◆ ABOUT THIS EXERCISE
Transcribe the records from the line containing "of the undergrowth" onward, up to and including the final line, exactly and without anything else.

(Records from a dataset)
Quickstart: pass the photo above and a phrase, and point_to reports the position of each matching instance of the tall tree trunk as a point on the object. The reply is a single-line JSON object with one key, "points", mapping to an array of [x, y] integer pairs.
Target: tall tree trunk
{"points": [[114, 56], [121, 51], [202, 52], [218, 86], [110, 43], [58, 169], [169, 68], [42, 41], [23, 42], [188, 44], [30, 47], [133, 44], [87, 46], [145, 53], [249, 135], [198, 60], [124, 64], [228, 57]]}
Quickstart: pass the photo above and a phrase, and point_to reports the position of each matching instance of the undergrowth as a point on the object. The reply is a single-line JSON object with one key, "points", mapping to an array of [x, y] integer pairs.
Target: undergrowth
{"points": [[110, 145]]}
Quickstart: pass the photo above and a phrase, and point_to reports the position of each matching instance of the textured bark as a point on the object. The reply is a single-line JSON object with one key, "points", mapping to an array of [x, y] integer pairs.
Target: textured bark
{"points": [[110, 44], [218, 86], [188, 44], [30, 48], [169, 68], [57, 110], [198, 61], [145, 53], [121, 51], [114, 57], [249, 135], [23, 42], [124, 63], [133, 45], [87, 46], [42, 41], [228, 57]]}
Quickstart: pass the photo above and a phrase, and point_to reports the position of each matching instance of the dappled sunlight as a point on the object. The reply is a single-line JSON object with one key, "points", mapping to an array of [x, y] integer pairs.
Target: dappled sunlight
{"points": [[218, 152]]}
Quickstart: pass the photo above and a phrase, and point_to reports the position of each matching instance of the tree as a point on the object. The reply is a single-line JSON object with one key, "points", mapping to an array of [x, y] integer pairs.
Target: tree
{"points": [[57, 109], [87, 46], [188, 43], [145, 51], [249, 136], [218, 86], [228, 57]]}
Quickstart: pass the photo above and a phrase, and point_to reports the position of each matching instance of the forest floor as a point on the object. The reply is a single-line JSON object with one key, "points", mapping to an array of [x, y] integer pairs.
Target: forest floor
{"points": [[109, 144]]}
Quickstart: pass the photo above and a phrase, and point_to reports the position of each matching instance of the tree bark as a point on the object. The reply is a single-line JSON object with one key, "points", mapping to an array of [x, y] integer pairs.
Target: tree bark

◆ TASK OUTPUT
Quickstart: pass the photo above and a phrase, and point_to reports the position of each matching instance of the undergrowth as a point on the object. The reply is a single-line JSON object with one key, "points", mapping to an array of [x, y] integer pairs.
Target: undergrowth
{"points": [[110, 145]]}
Quickstart: pass the photo above and a phrase, and point_to reports the position of each matching instance of the textured bark as a point on the object. The reply is a single-line JSON object with one key, "points", mapping to an array of [x, y] integer pairs.
Target: textured bark
{"points": [[110, 44], [218, 86], [188, 44], [30, 48], [169, 68], [57, 110], [198, 61], [145, 53], [121, 51], [114, 57], [249, 135], [23, 42], [124, 63], [133, 45], [87, 46], [42, 41], [228, 57]]}
Quickstart: pass the photo above and a phrase, and point_to reports the position of each matching instance of the dappled sunlight as a point on the object. The reply is a single-line JSON object with one key, "points", mapping to an array of [x, y] integer pairs.
Target: dappled sunlight
{"points": [[218, 152]]}
Quickstart: pass the photo above and a phrase, and point_to reports the position of each matching instance of the tree as a point on the object. The reply is a single-line JSON object with one key, "points", mapping to an array of [x, y] integer pairs.
Target: tree
{"points": [[57, 109], [87, 46], [188, 43], [145, 51], [249, 136], [218, 86], [228, 57]]}
Quickstart: pass the photo above and a phrase, and point_to reports the position of each matching instance of the forest floor as a point on the object. The reply is a single-line JSON object with one key, "points", mapping to an array of [x, y] integer pairs.
Target: forest floor
{"points": [[109, 144]]}
Quickstart: pass the photo above and a phrase, and point_to reports the position of each matching instance of the tree bark as a point on the object. The reply is a single-line JSON object with one key, "points", mapping to an array of [x, y] integer pairs.
Target: tree bark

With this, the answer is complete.